**What is needed:**
Pick out and copy every line of the material below that contains the string "stadium". Case counts.

[Object location annotation data]
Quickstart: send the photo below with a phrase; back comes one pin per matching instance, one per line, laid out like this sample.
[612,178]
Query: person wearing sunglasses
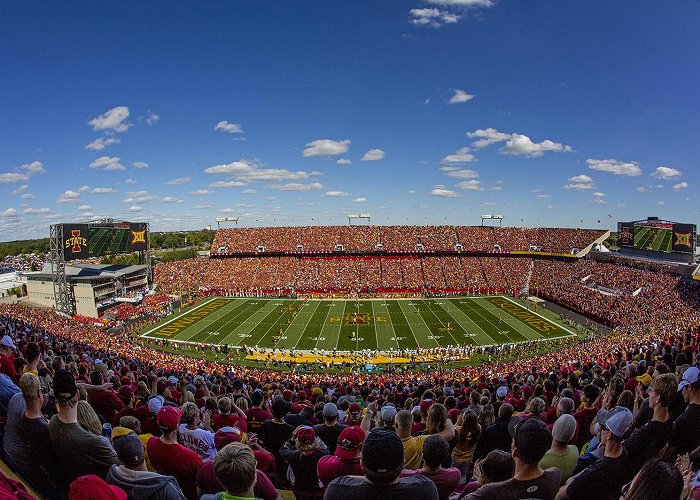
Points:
[603,479]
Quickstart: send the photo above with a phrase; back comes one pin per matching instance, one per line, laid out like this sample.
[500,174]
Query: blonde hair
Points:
[87,418]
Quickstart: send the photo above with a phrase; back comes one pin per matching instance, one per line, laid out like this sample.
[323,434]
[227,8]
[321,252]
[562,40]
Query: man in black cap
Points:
[79,451]
[531,440]
[382,462]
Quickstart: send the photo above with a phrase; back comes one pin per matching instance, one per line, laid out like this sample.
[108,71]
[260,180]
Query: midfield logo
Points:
[682,240]
[76,241]
[138,237]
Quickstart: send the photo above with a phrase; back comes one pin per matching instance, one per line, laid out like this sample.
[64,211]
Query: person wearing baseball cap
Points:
[346,459]
[604,479]
[382,462]
[170,458]
[685,436]
[133,477]
[79,451]
[330,429]
[302,452]
[7,359]
[562,455]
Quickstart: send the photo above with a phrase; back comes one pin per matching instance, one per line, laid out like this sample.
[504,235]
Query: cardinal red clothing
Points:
[177,461]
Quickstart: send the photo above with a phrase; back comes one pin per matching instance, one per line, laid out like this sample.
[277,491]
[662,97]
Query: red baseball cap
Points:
[91,487]
[350,442]
[169,417]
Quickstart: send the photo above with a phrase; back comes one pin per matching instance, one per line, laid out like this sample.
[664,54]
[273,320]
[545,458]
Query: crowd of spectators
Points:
[365,239]
[84,413]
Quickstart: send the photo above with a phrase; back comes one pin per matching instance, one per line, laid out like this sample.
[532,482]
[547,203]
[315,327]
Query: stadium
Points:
[431,249]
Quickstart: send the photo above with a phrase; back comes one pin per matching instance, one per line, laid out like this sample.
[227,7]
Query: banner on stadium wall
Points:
[683,238]
[75,241]
[625,234]
[137,236]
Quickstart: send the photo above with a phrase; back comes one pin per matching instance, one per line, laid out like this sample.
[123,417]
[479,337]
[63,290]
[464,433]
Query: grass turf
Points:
[377,324]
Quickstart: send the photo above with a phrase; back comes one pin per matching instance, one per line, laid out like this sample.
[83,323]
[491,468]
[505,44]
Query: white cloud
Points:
[9,213]
[472,185]
[35,167]
[460,96]
[9,177]
[227,184]
[297,186]
[459,173]
[462,155]
[113,120]
[231,128]
[433,18]
[107,163]
[516,144]
[179,181]
[20,189]
[69,197]
[443,192]
[629,169]
[580,186]
[326,147]
[580,178]
[36,211]
[666,173]
[152,118]
[465,3]
[373,155]
[522,145]
[100,144]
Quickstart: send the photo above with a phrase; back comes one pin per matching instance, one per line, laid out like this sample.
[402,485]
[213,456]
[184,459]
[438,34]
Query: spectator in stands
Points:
[605,477]
[647,441]
[345,460]
[382,461]
[436,451]
[329,431]
[134,478]
[196,434]
[7,358]
[169,457]
[234,467]
[79,451]
[44,465]
[302,452]
[531,440]
[496,436]
[562,455]
[685,436]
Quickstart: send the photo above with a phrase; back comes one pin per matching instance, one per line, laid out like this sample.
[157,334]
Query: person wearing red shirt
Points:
[7,359]
[169,457]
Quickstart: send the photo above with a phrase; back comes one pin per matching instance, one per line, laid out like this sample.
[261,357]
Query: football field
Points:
[354,325]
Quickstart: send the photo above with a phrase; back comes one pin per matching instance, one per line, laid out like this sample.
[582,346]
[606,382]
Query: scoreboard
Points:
[654,235]
[81,241]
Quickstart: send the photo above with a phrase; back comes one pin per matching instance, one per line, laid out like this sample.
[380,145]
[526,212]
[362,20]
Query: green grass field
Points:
[379,324]
[653,238]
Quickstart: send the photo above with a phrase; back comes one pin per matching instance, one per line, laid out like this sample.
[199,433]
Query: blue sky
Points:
[289,113]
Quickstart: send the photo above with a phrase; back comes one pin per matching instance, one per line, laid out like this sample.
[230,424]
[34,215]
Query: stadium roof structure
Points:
[88,272]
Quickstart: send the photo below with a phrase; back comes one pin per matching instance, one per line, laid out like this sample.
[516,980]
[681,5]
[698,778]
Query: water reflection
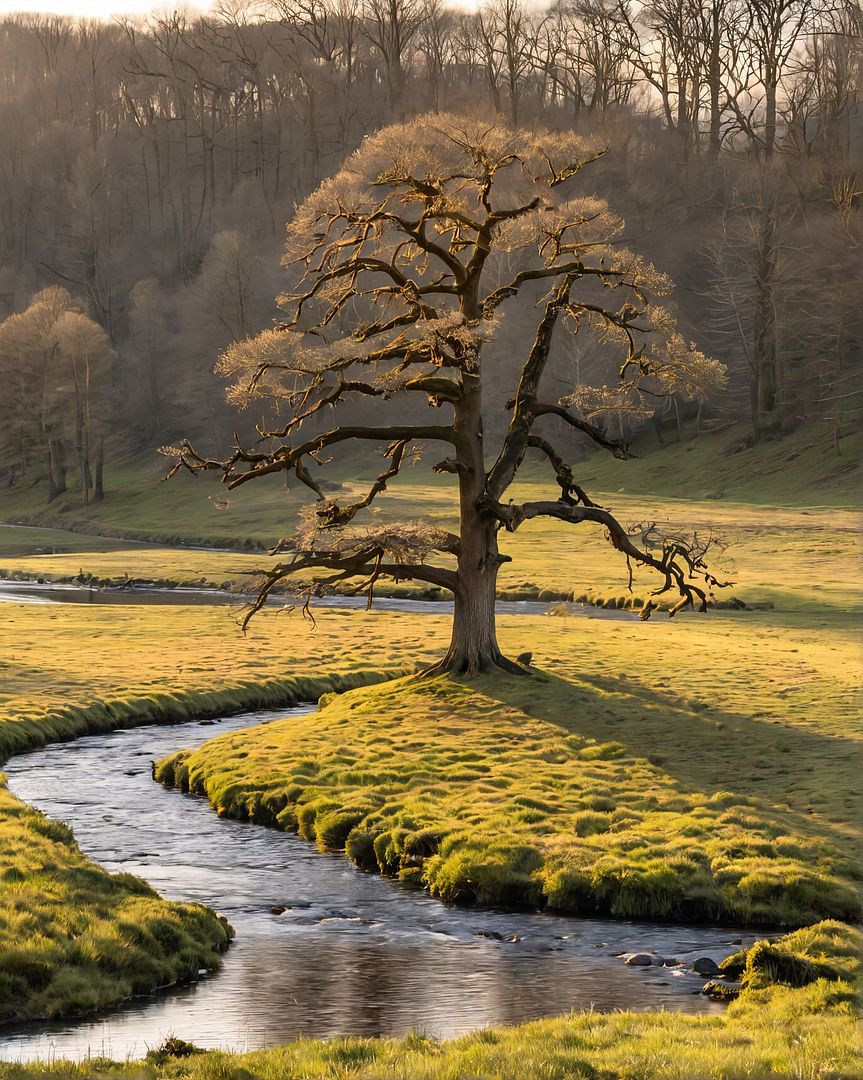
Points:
[350,954]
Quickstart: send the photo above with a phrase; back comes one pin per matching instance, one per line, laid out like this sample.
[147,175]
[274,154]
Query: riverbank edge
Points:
[339,820]
[795,1015]
[24,979]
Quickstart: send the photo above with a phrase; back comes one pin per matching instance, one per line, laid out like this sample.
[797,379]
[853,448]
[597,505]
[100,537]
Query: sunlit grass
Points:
[800,1033]
[75,939]
[572,791]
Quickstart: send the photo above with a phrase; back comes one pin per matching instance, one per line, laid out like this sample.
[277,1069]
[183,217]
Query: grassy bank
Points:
[715,780]
[712,464]
[795,1017]
[796,559]
[73,937]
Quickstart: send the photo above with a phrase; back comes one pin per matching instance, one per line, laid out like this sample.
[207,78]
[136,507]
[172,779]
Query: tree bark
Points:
[56,470]
[474,647]
[98,489]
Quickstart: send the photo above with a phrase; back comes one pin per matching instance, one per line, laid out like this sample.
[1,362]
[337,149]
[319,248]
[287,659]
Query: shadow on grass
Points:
[804,781]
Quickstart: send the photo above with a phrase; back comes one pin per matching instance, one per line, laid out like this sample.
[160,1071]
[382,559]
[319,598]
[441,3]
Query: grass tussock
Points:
[75,939]
[776,1029]
[509,791]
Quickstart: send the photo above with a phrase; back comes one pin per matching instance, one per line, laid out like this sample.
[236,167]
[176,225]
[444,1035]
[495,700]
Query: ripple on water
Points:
[350,953]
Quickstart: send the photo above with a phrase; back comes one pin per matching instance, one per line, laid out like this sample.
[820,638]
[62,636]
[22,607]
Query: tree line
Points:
[148,169]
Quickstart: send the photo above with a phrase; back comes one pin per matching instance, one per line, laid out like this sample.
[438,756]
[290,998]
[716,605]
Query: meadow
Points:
[795,1017]
[736,734]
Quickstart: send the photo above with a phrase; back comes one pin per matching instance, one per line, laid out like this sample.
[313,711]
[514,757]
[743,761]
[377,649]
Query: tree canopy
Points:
[403,270]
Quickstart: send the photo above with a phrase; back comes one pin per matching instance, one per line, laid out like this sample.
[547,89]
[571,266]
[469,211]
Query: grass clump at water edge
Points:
[510,792]
[772,1029]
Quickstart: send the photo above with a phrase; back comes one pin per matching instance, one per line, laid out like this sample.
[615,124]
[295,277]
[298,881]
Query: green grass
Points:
[799,471]
[773,1029]
[75,939]
[619,758]
[695,786]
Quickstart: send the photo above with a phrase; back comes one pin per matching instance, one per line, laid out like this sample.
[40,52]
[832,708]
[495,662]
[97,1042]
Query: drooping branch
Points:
[563,473]
[285,458]
[333,513]
[618,446]
[523,408]
[394,552]
[682,563]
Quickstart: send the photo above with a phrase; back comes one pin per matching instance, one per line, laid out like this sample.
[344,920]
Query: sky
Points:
[92,9]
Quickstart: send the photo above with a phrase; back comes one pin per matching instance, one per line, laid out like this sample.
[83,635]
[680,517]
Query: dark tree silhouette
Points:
[403,264]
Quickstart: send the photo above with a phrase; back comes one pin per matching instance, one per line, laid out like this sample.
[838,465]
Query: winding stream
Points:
[352,954]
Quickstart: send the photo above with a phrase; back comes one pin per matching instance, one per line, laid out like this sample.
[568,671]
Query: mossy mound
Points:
[502,792]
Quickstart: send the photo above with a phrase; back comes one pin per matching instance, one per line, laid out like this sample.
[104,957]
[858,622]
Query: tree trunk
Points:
[474,646]
[56,469]
[98,490]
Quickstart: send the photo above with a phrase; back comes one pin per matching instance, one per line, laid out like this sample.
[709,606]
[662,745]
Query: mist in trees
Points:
[148,169]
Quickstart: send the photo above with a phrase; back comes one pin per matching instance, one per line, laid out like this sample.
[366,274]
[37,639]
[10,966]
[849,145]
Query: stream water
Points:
[352,954]
[32,592]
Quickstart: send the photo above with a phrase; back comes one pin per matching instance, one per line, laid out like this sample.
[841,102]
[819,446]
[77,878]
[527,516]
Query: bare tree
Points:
[406,260]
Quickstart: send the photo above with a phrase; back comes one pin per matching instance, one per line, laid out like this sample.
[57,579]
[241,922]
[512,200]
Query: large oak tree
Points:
[402,267]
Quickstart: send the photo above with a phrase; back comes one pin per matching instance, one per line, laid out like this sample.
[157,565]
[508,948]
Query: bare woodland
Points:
[148,171]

**Solution for this problem:**
Query: stadium
Query: banner on stadium wall
Query: stadium roof structure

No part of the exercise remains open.